WORK TO DO:
Each entry in the listing below should be restated word for word.

DATA EXCERPTS:

══════════════════════════════

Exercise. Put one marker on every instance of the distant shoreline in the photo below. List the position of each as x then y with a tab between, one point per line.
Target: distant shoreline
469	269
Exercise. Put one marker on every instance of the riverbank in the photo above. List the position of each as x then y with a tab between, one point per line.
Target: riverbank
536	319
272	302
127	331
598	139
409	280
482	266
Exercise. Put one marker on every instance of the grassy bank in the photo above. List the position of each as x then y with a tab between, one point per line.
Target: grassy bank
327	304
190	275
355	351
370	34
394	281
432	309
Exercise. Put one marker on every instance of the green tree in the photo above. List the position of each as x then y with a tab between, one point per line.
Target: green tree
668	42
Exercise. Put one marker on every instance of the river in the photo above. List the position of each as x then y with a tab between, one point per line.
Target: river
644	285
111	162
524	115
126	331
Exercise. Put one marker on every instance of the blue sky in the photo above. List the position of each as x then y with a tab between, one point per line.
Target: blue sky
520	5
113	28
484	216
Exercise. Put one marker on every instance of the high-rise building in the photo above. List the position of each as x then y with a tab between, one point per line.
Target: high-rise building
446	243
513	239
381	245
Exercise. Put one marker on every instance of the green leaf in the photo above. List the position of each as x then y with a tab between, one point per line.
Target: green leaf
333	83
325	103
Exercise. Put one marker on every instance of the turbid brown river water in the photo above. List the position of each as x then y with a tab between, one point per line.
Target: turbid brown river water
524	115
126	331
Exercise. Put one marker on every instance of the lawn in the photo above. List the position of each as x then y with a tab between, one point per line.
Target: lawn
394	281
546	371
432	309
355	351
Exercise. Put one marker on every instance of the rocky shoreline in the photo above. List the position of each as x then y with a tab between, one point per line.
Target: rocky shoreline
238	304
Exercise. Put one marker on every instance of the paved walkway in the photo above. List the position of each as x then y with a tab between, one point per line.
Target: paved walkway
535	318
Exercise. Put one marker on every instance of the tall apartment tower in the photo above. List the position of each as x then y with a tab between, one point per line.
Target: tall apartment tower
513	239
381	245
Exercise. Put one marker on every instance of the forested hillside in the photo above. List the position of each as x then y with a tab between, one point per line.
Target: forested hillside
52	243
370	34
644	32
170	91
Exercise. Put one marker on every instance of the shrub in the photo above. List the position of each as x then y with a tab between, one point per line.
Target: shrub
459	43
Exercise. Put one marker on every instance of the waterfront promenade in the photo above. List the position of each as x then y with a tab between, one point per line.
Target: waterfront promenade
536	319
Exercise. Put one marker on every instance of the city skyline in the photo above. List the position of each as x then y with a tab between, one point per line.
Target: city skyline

══════════════════════════════

FINISHED EXERCISE:
Exercise. Put one marker on every instance of the distant shoreline in the photo below. List the position of each as x then y with a tab between, one point per line.
Target: distant shoreline
469	269
Exercise. Put one marker on every instance of the riverbank in the photo above. List the position of each as x then y with a tab between, one point per line.
Target: riverbank
536	319
272	302
127	331
598	139
409	280
482	266
Exercise. Put one marker on every instance of the grassy bank in the photo above. List the position of each as x then y with a tab between, one point per line.
Target: grassy bank
327	304
190	275
355	351
370	34
394	281
432	309
Exercise. Put one marker on every instance of the green tree in the photo above. List the position of each as x then y with a tab between, one point per line.
Target: green tree
668	42
Exercise. Put one marker on every instance of the river in the photo above. List the position of each as x then y with a tab between, one point per line.
Target: river
644	285
111	162
524	115
126	331
Exercise. Put one marker on every instance of the blue sky in the photo above. List the position of each as x then y with a tab between, one point per line.
Target: blue sky
520	5
113	28
484	216
Exercise. Put one marker on every instance of the high-rise building in the photo above. List the position of each as x then y with a tab between, one point per line.
Target: high-rise building
446	243
513	239
381	245
Exercise. Put one marker on every instance of the green leaf in the photo above. List the position of each as x then y with a tab between, one point per line.
Target: green leaf
333	83
325	103
Exercise. Put one marker on every instance of the turbid brown river water in the photo above. List the position of each as x then y with a tab between, one point per line.
Target: turbid brown river water
524	115
126	331
Exercise. Put one marker on every instance of the lawn in the photo above. List the position of each as x then y with a tab between, one point per line.
Target: lawn
394	281
546	371
432	309
355	351
Exercise. Put one marker on every instance of the rocky shoreline in the photo above. List the position of each as x then y with a tab between, one point per line.
Target: rocky shoreline
238	304
Exercise. Put one marker on every instance of the paved walkway in the photo above. List the position of each as x then y with a tab between, one point per line.
Target: paved walkway
535	318
Exercise. Put one marker on every instance of the tall apartment tower in the photo above. List the position of each as x then y with a tab between, one point per line.
Target: tall apartment tower
513	239
381	245
Exercise. Put one marker on every instance of the forested hillside in the photo above. List the position of each as x then y with a tab between, one point per line.
Target: forested hillside
52	243
370	34
644	32
170	91
Exercise. Put one marker on every instance of the shrub in the photo above. List the position of each as x then y with a tab between, one point per line.
Target: shrub
459	43
Exercise. Put one marker on every instance of the waterfront promenade in the photo above. List the position of each as x then y with a tab between, one point per line.
Target: waterfront promenade
536	319
Exercise. Put one marker on every instance of the city skyline in the photo above. List the position of each as x then y with a tab between, one point per line.
Target: city skyline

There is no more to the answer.